Stated problem -> Return every line of the listing below that contains the string "green". Letter case matters.

[Box-labeled dataset extracts]
========

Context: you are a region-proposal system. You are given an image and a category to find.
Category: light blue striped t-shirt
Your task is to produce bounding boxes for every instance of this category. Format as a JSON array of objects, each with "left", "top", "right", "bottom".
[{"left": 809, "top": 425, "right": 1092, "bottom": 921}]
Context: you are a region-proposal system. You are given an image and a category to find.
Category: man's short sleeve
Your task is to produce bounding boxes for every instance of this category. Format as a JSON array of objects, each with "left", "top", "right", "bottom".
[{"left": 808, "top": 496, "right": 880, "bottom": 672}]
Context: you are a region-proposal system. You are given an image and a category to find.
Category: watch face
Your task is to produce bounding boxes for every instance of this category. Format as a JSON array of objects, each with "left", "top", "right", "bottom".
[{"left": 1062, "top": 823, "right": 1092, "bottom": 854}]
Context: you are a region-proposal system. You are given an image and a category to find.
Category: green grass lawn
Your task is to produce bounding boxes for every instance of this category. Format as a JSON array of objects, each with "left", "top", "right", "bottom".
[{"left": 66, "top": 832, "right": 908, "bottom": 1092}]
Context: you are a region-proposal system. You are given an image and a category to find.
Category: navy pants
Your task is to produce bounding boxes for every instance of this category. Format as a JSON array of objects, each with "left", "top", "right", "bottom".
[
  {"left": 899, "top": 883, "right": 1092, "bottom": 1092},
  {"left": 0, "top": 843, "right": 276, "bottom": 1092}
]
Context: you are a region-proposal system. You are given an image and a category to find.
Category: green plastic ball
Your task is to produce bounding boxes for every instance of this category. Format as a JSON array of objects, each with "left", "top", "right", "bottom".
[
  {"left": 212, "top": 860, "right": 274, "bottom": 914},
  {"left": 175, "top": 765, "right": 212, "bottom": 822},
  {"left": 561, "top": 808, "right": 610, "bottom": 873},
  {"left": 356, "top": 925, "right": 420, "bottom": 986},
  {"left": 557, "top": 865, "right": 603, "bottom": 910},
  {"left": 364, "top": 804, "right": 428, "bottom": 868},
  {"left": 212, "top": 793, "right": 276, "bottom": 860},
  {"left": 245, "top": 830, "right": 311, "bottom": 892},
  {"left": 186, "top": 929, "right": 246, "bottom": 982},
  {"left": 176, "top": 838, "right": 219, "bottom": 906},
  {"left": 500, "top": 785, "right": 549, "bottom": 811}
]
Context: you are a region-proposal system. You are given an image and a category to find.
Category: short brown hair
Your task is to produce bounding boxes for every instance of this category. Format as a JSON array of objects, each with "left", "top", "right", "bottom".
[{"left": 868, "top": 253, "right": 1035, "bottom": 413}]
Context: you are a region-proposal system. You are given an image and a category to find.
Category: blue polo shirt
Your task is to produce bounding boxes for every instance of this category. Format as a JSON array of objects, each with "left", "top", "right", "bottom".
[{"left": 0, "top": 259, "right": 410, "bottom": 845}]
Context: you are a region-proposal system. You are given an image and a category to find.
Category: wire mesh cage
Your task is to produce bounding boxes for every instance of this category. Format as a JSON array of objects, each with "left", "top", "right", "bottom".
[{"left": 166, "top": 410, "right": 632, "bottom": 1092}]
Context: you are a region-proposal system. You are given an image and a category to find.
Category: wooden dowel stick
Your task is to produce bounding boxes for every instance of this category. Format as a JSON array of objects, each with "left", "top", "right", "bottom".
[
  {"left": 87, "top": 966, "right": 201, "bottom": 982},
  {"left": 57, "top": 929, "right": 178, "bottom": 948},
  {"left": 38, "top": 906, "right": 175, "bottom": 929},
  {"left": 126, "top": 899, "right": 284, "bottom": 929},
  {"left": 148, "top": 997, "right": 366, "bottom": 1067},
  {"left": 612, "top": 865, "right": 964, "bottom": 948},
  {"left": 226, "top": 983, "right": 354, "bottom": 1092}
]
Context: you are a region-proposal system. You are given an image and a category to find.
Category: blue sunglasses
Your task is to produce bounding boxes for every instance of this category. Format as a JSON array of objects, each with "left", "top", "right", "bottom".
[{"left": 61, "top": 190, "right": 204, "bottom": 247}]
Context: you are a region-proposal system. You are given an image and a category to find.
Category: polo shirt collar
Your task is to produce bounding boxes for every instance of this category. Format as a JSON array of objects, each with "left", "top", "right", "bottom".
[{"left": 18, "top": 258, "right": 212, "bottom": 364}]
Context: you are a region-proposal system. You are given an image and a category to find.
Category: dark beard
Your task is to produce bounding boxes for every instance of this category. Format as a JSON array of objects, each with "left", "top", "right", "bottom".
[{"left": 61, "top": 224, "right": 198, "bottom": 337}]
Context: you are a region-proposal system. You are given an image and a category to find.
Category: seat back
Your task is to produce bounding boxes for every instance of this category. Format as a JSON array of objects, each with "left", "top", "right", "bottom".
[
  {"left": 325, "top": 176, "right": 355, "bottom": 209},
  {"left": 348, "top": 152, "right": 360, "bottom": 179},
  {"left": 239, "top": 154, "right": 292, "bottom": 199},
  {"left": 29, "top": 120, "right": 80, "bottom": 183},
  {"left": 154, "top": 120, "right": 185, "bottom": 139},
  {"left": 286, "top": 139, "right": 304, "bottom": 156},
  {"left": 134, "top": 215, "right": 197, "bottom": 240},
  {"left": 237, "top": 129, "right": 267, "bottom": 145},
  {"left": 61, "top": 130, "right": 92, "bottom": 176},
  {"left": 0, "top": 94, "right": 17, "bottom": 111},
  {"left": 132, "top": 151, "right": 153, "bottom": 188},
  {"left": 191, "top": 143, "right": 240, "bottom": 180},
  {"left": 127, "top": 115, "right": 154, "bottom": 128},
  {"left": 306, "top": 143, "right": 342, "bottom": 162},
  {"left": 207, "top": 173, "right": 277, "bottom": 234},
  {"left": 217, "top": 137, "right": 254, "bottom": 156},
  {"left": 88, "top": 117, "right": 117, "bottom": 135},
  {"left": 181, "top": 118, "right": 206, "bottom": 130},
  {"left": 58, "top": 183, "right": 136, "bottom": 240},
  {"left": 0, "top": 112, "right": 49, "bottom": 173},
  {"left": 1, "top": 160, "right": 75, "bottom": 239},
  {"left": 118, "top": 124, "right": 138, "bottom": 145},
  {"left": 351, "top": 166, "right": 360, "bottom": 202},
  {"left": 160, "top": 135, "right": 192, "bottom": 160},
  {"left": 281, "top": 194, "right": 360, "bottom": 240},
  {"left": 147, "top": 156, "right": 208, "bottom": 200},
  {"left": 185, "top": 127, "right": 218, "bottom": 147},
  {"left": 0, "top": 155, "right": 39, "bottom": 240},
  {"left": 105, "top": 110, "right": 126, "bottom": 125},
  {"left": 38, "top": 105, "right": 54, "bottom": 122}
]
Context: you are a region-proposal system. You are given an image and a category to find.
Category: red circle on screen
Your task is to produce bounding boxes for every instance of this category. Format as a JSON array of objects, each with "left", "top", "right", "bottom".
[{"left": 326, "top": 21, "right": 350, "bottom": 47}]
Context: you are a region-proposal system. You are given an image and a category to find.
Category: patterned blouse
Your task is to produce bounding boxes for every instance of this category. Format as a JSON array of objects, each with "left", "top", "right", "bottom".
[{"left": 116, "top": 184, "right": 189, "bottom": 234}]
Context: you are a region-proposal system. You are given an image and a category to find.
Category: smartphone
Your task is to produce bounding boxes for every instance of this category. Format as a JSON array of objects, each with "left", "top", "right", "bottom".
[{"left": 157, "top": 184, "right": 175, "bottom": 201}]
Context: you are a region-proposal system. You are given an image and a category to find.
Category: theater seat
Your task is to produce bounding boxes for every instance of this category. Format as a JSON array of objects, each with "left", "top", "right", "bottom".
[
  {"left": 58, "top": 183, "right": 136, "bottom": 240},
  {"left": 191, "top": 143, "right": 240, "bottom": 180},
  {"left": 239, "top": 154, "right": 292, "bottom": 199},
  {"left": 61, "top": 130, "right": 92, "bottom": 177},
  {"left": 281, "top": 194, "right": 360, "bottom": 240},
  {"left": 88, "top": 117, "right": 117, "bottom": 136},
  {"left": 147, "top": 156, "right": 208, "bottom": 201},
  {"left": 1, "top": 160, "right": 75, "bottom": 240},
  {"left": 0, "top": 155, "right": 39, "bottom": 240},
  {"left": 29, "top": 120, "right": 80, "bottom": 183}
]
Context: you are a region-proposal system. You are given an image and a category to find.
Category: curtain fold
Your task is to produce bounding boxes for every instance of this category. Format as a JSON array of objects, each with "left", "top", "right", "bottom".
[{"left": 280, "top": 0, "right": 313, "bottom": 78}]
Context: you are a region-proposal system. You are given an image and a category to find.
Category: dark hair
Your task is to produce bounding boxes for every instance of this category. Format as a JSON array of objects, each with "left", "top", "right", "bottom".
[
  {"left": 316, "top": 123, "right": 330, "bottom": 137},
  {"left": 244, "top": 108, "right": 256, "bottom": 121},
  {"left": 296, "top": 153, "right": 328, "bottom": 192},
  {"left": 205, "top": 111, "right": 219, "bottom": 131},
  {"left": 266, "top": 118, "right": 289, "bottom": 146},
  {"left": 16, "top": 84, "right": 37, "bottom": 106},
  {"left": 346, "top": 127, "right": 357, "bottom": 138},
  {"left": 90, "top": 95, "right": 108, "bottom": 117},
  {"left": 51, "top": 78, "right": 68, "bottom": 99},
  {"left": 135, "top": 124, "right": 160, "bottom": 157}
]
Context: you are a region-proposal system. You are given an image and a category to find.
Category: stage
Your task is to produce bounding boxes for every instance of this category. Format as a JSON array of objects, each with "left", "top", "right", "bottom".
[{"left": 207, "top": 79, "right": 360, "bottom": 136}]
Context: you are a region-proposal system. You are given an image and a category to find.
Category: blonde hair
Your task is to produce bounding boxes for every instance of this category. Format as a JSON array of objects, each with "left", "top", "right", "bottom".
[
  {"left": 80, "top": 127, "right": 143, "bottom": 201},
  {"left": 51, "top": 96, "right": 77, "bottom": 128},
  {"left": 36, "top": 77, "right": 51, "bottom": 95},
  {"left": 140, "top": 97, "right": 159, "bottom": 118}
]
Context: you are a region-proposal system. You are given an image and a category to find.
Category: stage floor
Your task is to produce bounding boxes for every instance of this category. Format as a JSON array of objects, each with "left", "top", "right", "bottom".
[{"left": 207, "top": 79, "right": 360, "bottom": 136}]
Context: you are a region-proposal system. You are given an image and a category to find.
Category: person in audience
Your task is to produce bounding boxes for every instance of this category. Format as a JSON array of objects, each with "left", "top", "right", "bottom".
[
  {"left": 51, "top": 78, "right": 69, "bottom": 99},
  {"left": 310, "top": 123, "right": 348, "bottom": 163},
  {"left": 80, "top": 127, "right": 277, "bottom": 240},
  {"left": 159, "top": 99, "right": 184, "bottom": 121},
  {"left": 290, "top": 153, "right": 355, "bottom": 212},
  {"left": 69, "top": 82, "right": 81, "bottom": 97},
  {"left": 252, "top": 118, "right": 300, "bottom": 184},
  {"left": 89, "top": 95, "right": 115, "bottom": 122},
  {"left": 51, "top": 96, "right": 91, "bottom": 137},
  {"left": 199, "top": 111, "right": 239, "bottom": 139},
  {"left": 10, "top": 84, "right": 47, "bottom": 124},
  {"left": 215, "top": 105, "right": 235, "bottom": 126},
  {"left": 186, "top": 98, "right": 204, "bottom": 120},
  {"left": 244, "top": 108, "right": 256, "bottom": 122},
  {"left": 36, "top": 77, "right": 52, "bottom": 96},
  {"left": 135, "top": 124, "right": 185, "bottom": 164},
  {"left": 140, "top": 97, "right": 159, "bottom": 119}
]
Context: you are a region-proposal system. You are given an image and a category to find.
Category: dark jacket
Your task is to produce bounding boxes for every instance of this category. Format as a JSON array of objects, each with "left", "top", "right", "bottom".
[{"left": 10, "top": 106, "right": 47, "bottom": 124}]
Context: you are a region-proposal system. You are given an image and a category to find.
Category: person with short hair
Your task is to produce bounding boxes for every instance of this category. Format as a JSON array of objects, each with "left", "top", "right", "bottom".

========

Right answer ->
Category: green grass lawn
Category: green plastic ball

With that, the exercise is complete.